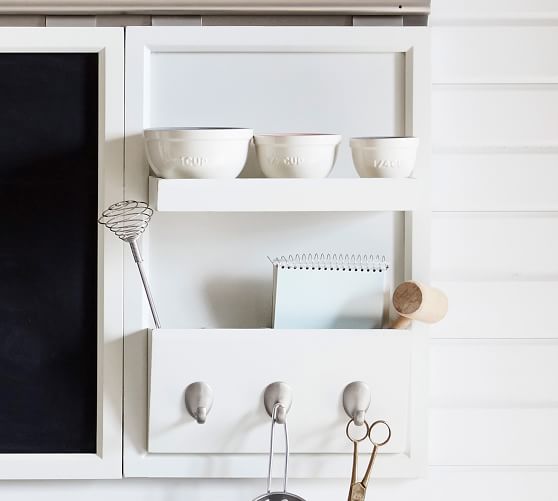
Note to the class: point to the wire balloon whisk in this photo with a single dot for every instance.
(128, 220)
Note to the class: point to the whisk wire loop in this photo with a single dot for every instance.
(127, 219)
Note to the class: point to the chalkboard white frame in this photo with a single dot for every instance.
(107, 461)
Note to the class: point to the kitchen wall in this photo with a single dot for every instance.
(494, 370)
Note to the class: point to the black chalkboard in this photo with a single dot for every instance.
(48, 252)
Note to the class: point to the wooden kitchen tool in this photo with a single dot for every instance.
(417, 301)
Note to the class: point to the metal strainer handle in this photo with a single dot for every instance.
(276, 409)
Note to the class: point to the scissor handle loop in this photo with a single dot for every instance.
(369, 434)
(366, 431)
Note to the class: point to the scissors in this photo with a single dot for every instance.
(357, 491)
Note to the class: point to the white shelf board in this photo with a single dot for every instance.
(283, 195)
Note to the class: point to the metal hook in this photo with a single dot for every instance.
(356, 401)
(278, 393)
(199, 400)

-*-*-

#### [Task goal]
Reproduce the data exactly as it stands, beginning with the line that contains "Note to the class: point to the scissor handle" and continuing up to and including the final line of the data.

#### [Exercise response]
Note to the class: point to the scissor handle loop in this photo with a single dot for every instance.
(369, 434)
(366, 431)
Note to the class: point to the scissors in this photo with a single dot for every instance.
(357, 491)
Note to the class: point to the white shelf board in this photo with a single dot for every instance.
(283, 195)
Note to the class: point to the metal hook in this photo with a single dot for every instance.
(356, 401)
(278, 393)
(199, 400)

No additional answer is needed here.